Reproduce the passage from the camping trip account at Port l'Epine, between "We are camped" and "the shallow water.", inclusive.

*** TEXT EXCERPT Section Begins ***

We are camped at Port l’Epine on the opposite side of the bay to the town of Perros-Guirec. The coast-line is a little less dramatic than the Côtes D’Armor, there aren’t any high cliffs. Instead, the bays are decorated with pink granite rock formations. We have walked a little more of the GR 34. After setting up camp yesterday we walked east, admiring the knitted sea life creatures that were scattered around the village and port (think scarecrow festival but with all sea related things knitted). Today we walked around the sweeping bay to Perros-Guirec which is a lovely little town that straddles a hilly peninsular with a harbour on one side and golden sandy beaches on the other. The sea was out when we walked back so we were able to walk across the bay for a large part of the way watching kite surfers zig-zag across the shallow water.

*** TEXT EXCERPT Section Ends ***
*** EXTRACTED MATERIAL Section Begins ***

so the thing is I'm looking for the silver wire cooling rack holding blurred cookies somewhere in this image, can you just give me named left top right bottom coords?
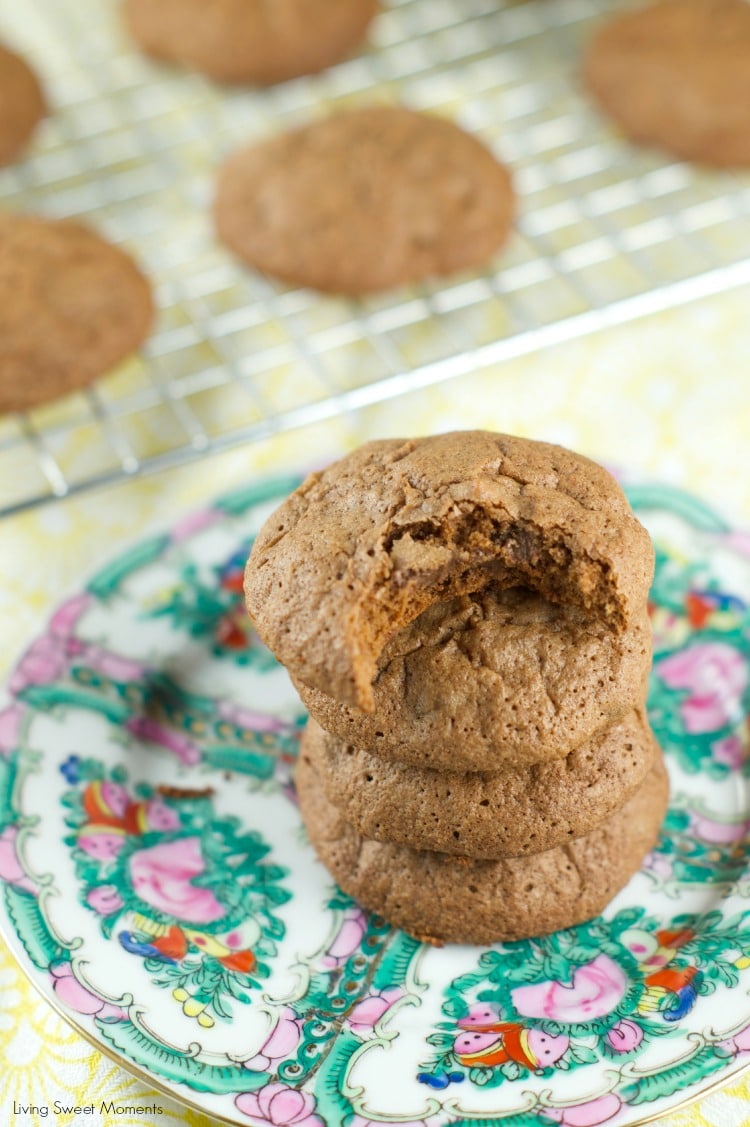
left=0, top=0, right=750, bottom=515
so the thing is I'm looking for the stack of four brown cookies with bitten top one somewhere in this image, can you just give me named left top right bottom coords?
left=246, top=432, right=668, bottom=943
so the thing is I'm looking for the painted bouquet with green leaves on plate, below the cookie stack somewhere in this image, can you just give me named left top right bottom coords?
left=420, top=907, right=750, bottom=1089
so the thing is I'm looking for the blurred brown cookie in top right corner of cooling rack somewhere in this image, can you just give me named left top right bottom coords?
left=584, top=0, right=750, bottom=167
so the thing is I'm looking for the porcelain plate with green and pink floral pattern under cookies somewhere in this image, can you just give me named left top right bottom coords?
left=0, top=479, right=750, bottom=1127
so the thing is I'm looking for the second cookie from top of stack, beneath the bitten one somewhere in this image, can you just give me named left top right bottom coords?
left=292, top=585, right=652, bottom=771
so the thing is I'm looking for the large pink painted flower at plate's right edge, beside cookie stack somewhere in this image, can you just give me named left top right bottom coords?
left=656, top=641, right=748, bottom=735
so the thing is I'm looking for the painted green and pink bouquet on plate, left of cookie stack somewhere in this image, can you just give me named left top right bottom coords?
left=62, top=760, right=290, bottom=1027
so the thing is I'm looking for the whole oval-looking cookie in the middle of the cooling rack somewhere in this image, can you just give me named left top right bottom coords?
left=214, top=107, right=513, bottom=294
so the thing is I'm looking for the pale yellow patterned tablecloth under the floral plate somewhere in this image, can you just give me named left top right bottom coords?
left=0, top=292, right=750, bottom=1127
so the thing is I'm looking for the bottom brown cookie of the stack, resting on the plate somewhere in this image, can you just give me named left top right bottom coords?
left=297, top=755, right=669, bottom=944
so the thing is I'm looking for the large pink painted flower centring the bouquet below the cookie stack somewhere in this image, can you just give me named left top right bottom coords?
left=511, top=955, right=627, bottom=1022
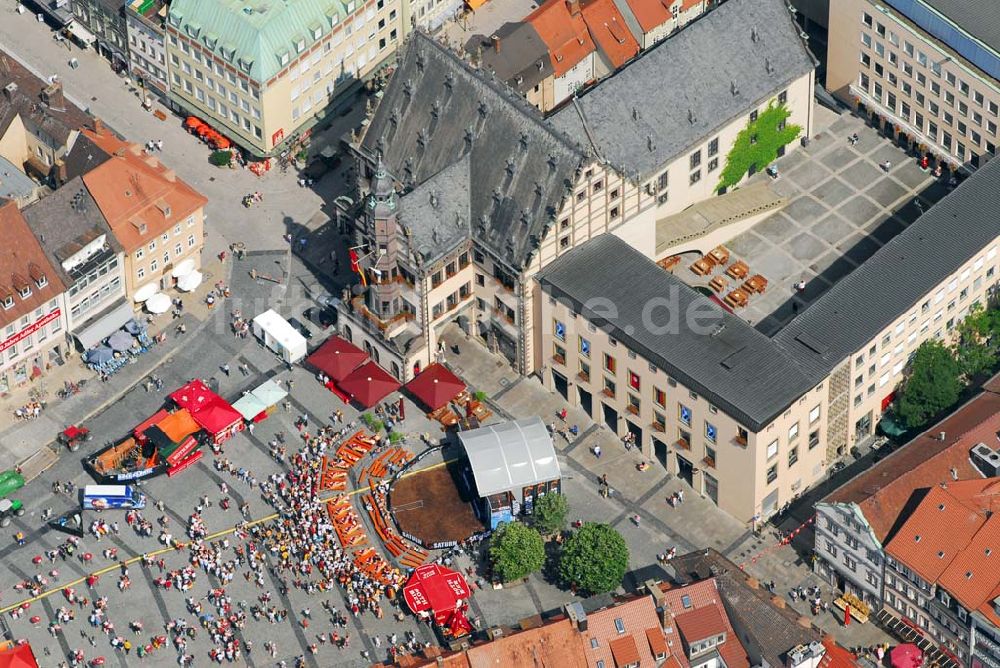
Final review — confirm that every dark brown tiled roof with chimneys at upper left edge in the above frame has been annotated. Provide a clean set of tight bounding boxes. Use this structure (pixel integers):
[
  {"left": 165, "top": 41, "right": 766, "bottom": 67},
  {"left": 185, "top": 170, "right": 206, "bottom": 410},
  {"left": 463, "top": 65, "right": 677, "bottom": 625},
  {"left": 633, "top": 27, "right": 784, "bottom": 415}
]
[{"left": 0, "top": 51, "right": 90, "bottom": 150}]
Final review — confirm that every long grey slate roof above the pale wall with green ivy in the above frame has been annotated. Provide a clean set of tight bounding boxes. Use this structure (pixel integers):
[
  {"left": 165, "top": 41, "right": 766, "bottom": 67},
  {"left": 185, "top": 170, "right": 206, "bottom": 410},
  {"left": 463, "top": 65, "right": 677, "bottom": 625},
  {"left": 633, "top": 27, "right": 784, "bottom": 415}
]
[{"left": 550, "top": 0, "right": 815, "bottom": 178}]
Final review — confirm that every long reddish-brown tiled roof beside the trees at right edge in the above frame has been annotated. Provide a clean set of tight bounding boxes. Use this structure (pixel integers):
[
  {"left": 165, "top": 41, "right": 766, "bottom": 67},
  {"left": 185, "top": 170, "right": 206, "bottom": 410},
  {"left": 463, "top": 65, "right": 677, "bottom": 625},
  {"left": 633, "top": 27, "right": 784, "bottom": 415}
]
[{"left": 824, "top": 392, "right": 1000, "bottom": 543}]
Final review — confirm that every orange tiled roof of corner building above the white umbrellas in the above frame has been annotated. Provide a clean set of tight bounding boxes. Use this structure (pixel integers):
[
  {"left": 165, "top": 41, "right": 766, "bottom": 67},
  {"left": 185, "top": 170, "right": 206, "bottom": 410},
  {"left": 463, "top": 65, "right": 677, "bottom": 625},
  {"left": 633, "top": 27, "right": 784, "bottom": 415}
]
[{"left": 83, "top": 125, "right": 208, "bottom": 252}]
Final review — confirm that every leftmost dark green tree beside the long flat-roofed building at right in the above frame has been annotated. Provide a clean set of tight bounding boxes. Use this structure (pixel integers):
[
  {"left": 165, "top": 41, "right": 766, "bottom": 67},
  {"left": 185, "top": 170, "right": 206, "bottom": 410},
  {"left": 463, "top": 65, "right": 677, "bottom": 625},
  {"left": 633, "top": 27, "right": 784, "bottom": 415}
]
[{"left": 899, "top": 340, "right": 962, "bottom": 429}]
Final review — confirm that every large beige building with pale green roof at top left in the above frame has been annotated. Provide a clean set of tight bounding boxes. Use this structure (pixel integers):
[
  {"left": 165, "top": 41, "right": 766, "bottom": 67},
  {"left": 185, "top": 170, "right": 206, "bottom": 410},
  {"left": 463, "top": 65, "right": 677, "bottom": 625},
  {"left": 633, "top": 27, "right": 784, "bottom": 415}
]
[{"left": 166, "top": 0, "right": 409, "bottom": 156}]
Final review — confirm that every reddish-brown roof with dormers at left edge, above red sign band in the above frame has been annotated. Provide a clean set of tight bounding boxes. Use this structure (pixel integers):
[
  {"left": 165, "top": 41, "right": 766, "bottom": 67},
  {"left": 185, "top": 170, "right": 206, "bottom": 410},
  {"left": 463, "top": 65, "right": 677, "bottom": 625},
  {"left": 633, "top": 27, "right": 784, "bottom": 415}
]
[{"left": 0, "top": 198, "right": 66, "bottom": 325}]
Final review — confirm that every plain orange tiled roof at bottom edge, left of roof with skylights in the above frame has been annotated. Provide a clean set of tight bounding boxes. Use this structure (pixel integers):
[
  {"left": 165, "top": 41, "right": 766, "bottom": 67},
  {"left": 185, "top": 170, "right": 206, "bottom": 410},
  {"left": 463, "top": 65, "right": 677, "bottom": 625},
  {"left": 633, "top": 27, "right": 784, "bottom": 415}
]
[{"left": 465, "top": 619, "right": 587, "bottom": 668}]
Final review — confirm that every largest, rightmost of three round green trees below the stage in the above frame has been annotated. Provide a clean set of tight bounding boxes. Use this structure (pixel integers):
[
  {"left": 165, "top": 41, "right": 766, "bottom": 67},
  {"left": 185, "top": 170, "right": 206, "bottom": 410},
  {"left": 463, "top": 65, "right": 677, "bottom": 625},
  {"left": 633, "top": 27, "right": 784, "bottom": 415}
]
[{"left": 559, "top": 522, "right": 628, "bottom": 594}]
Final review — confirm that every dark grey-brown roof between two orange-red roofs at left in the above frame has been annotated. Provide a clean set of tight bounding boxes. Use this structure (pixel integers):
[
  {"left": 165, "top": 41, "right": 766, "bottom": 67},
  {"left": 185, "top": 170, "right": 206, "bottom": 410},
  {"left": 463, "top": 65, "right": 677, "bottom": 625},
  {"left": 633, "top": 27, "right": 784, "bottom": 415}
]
[{"left": 21, "top": 177, "right": 122, "bottom": 285}]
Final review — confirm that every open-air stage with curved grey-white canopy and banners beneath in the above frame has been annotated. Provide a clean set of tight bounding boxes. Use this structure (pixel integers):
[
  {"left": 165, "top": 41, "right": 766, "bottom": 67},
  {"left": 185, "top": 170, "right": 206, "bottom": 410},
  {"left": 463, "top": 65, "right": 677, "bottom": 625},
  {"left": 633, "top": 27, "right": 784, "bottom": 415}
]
[{"left": 458, "top": 416, "right": 562, "bottom": 529}]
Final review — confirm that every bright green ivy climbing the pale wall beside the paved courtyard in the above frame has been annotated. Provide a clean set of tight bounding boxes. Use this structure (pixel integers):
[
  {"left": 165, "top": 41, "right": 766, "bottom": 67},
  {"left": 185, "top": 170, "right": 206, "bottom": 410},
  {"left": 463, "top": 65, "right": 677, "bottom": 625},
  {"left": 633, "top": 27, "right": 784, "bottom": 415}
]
[{"left": 715, "top": 102, "right": 802, "bottom": 191}]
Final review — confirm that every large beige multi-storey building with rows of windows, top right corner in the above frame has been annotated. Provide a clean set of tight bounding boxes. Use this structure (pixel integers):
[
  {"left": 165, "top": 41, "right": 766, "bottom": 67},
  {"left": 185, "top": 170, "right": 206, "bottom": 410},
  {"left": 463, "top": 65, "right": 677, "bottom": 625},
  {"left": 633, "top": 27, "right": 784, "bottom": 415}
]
[{"left": 827, "top": 0, "right": 1000, "bottom": 169}]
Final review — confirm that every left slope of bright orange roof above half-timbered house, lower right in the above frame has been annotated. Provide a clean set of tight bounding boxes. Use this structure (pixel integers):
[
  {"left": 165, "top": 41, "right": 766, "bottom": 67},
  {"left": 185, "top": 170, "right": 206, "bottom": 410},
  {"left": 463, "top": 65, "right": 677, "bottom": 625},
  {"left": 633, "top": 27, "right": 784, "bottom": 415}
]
[{"left": 886, "top": 487, "right": 986, "bottom": 583}]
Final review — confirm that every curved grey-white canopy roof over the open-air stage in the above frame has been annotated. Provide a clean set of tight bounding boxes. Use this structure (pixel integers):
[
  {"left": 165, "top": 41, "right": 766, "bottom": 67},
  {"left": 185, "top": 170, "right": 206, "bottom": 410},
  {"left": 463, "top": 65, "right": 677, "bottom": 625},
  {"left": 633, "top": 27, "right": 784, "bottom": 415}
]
[{"left": 458, "top": 416, "right": 561, "bottom": 498}]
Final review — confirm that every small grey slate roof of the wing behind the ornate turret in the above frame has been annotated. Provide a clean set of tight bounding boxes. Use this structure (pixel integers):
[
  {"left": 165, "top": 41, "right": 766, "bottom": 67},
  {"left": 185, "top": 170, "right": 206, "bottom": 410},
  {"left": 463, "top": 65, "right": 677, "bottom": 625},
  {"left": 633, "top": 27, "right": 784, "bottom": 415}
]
[{"left": 399, "top": 155, "right": 471, "bottom": 265}]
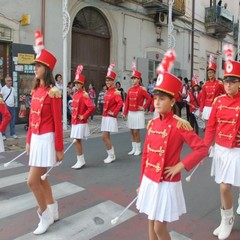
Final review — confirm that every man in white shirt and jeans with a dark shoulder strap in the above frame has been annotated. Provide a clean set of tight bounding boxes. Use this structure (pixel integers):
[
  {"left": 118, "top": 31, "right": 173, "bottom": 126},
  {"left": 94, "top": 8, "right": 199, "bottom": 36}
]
[{"left": 1, "top": 76, "right": 18, "bottom": 140}]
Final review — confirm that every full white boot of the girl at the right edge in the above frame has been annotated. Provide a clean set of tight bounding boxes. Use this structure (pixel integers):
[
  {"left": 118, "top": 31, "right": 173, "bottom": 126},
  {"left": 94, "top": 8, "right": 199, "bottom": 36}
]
[{"left": 213, "top": 208, "right": 234, "bottom": 240}]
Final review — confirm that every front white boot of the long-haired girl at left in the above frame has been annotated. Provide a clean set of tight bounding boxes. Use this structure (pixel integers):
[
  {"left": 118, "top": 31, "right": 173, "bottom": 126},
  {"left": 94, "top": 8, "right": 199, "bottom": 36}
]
[{"left": 33, "top": 208, "right": 54, "bottom": 235}]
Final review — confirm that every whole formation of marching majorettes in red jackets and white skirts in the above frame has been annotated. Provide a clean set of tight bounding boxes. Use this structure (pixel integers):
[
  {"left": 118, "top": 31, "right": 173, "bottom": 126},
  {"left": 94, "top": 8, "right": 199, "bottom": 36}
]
[{"left": 0, "top": 31, "right": 240, "bottom": 240}]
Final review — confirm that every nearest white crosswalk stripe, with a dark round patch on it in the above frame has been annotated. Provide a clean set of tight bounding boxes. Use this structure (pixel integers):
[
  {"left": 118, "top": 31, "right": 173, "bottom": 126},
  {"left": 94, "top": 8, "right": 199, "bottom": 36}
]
[{"left": 16, "top": 201, "right": 136, "bottom": 240}]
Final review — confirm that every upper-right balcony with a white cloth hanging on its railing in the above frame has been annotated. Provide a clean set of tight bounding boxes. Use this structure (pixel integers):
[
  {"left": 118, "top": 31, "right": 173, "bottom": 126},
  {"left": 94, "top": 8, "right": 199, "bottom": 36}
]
[{"left": 205, "top": 6, "right": 234, "bottom": 38}]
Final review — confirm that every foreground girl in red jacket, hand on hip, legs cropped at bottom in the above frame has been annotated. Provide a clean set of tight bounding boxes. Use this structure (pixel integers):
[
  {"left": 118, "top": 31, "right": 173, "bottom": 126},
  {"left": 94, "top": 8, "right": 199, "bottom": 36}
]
[{"left": 137, "top": 50, "right": 208, "bottom": 240}]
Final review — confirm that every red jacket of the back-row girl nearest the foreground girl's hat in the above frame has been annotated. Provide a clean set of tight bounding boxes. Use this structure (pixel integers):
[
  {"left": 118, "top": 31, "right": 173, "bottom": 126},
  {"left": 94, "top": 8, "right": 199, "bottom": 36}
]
[{"left": 123, "top": 85, "right": 152, "bottom": 115}]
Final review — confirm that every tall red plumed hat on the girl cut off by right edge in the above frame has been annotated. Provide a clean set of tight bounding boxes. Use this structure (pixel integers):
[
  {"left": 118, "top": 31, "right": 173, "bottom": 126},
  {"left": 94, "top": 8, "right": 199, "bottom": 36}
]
[{"left": 223, "top": 44, "right": 240, "bottom": 80}]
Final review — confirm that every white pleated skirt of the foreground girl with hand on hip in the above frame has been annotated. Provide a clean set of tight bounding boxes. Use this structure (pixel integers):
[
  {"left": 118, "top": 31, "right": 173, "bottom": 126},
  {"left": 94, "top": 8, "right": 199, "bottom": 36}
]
[{"left": 136, "top": 175, "right": 186, "bottom": 222}]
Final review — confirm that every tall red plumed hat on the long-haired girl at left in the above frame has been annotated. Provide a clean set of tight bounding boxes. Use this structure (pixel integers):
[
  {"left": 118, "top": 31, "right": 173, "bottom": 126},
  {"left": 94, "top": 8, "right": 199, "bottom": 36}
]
[{"left": 34, "top": 30, "right": 57, "bottom": 71}]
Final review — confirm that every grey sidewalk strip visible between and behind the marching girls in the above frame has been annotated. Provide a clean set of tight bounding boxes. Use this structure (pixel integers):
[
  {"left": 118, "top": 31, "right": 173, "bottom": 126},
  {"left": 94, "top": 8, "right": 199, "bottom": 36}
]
[{"left": 4, "top": 114, "right": 152, "bottom": 151}]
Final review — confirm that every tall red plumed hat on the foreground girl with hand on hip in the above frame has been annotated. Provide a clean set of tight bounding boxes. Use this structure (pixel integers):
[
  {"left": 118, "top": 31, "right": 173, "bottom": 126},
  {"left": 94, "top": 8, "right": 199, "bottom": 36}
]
[{"left": 154, "top": 50, "right": 182, "bottom": 98}]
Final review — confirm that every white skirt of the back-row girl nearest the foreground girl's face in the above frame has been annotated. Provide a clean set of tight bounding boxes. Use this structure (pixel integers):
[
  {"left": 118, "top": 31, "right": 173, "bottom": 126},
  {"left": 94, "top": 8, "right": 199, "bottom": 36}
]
[{"left": 127, "top": 111, "right": 146, "bottom": 129}]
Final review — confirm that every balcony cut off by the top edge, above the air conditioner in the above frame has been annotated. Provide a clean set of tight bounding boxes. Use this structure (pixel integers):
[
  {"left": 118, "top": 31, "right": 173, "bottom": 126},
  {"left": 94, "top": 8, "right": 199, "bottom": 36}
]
[{"left": 142, "top": 0, "right": 185, "bottom": 17}]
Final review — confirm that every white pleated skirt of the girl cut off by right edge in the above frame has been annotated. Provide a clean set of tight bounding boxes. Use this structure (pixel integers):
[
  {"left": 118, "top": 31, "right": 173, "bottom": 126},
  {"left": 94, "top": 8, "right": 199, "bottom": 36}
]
[{"left": 211, "top": 144, "right": 240, "bottom": 187}]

*** EXTRACTED MATERIAL Section Ends ***

> _ANSWER SPACE_
We are camped at Port l’Epine on the opposite side of the bay to the town of Perros-Guirec. The coast-line is a little less dramatic than the Côtes D’Armor, there aren’t any high cliffs. Instead, the bays are decorated with pink granite rock formations. We have walked a little more of the GR 34. After setting up camp yesterday we walked east, admiring the knitted sea life creatures that were scattered around the village and port (think scarecrow festival but with all sea related things knitted). Today we walked around the sweeping bay to Perros-Guirec which is a lovely little town that straddles a hilly peninsular with a harbour on one side and golden sandy beaches on the other. The sea was out when we walked back so we were able to walk across the bay for a large part of the way watching kite surfers zig-zag across the shallow water.